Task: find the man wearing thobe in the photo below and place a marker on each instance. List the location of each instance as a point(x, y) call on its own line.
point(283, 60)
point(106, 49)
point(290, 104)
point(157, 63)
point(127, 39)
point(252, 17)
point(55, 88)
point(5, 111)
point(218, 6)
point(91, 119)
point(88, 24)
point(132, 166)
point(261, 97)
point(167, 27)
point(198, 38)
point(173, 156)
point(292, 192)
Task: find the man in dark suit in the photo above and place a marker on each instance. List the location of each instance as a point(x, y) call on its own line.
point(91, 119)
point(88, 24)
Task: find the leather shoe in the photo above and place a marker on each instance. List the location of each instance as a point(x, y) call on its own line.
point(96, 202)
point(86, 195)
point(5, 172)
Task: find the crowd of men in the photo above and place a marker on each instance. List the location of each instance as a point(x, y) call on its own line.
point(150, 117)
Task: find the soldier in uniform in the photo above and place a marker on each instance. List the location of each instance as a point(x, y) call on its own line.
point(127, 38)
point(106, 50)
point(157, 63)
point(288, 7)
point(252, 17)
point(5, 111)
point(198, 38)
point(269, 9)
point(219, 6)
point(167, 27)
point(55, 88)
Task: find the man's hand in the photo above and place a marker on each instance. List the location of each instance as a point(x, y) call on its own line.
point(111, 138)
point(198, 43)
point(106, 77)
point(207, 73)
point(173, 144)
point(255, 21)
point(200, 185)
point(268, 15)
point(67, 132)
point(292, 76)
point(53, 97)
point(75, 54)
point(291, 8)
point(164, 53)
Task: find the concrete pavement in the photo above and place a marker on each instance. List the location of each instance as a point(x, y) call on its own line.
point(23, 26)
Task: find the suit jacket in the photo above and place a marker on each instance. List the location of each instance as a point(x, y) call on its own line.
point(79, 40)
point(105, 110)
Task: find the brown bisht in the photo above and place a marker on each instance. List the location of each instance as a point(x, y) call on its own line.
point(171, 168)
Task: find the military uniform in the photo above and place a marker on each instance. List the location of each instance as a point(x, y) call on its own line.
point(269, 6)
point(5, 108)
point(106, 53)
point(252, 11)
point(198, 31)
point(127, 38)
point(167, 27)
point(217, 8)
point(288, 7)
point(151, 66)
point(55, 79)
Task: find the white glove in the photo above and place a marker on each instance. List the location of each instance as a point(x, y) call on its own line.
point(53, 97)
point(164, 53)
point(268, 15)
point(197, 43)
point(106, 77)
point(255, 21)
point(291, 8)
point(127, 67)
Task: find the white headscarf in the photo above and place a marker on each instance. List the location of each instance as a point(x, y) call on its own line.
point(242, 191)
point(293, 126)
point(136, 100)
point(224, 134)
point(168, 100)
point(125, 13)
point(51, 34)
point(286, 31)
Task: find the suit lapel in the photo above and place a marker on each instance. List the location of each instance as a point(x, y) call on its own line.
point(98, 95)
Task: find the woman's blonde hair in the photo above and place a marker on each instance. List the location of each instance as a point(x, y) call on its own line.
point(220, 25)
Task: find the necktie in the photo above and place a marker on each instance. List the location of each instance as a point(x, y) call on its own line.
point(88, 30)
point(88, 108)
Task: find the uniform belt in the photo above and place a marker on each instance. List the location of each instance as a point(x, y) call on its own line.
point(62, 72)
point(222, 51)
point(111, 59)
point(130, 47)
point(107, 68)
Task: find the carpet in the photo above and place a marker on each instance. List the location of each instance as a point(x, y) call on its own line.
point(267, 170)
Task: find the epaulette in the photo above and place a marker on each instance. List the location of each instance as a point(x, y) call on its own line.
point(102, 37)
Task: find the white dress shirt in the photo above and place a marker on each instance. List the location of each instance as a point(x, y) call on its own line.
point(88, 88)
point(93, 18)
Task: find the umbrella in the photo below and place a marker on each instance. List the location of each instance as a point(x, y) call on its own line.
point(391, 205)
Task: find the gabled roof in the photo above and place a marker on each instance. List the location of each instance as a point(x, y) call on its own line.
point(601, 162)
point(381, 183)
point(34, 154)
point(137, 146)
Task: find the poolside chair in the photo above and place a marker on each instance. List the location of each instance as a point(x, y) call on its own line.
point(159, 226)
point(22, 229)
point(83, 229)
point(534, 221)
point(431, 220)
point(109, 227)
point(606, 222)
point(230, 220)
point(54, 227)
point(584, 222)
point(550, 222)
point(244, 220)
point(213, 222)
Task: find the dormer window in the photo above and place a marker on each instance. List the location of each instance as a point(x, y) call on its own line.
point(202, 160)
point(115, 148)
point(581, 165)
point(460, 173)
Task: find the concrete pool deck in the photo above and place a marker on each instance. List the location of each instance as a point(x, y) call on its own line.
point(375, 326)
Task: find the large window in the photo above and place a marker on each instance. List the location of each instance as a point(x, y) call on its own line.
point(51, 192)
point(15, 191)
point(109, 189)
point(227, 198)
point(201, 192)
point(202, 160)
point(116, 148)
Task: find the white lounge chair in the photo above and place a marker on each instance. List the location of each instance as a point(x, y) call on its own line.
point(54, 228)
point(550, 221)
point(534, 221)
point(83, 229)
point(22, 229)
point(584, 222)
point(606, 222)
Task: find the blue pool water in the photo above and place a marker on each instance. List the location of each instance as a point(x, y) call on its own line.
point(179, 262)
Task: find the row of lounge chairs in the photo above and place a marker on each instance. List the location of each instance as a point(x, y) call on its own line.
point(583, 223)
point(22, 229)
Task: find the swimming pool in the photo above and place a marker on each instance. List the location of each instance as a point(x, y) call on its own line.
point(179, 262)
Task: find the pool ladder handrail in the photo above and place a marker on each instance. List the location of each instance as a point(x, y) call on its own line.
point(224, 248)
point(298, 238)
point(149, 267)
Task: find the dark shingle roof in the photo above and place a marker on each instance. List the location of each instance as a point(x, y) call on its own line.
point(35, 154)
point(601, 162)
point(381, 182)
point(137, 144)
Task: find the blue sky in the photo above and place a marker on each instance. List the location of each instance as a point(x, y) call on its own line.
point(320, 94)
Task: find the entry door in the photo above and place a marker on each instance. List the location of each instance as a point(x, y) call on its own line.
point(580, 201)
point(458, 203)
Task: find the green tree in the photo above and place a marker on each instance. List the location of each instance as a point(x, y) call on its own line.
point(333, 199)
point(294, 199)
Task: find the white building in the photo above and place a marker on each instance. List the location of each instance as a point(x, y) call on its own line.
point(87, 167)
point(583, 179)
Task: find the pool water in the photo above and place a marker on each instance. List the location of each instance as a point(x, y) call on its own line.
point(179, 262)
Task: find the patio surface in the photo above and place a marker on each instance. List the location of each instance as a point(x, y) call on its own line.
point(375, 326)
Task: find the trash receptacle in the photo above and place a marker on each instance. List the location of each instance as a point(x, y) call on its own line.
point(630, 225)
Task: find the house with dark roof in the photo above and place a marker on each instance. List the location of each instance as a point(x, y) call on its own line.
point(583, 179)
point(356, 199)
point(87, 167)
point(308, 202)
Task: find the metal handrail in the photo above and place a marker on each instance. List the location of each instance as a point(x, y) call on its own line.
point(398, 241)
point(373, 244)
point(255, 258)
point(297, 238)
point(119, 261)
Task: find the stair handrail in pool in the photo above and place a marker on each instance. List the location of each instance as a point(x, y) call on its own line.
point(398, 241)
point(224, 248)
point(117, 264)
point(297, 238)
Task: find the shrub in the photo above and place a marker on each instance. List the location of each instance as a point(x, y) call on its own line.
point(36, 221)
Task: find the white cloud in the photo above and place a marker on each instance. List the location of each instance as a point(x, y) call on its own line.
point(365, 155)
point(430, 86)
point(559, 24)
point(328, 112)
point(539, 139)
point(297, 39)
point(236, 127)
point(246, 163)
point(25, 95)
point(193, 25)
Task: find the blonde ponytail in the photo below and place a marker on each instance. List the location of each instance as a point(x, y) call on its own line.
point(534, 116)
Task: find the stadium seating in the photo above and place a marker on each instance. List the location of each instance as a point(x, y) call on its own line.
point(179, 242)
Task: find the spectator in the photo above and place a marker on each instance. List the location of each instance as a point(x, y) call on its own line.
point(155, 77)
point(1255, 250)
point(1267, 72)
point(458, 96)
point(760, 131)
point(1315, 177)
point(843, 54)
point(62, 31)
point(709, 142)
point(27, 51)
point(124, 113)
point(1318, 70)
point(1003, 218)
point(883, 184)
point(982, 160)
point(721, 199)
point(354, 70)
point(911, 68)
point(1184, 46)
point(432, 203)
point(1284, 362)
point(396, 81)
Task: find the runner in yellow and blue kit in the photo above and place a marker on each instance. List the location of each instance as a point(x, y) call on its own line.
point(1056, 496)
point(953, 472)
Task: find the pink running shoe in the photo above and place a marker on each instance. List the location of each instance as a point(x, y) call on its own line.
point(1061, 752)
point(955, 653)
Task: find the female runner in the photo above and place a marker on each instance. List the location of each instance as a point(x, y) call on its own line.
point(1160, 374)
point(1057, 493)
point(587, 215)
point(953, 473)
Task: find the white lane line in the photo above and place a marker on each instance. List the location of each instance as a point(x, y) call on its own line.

--------

WORK INSTRUCTIONS: Lay out as a numbered list the lines from the one containing "Task: find the patio" through the one containing "point(36, 221)", both included, skipping any blank lines.

OUTPUT BELOW:
1. Task: find the patio surface in the photo above and place a marker on each instance. List the location of each instance as a point(x, y) call on its own line.
2. point(375, 326)
3. Task: find the trash receptacle in the photo above and place a marker on each instance. List the location of each instance as a point(x, y) call on its own line.
4. point(630, 225)
5. Task: find the house with dark roof in the photo above and place a marker on each instance. List the location of each instance as a point(x, y) call on its own line.
6. point(583, 179)
7. point(356, 199)
8. point(87, 167)
9. point(308, 202)
10. Task: find the metal handrail in the photo above and place a marker on each instance. List the location of each instance as a point(x, y) call on its own line.
11. point(398, 241)
12. point(373, 244)
13. point(255, 258)
14. point(297, 238)
15. point(119, 261)
16. Task: find the stair handrail in pool in the photo above and place a marker on each instance. List the location of each instance as a point(x, y) call on its own line.
17. point(398, 241)
18. point(224, 248)
19. point(117, 264)
20. point(297, 238)
21. Task: find the shrub in the photo above and place a marker on each instance. List the location of each instance as a point(x, y) call on its own line.
22. point(36, 221)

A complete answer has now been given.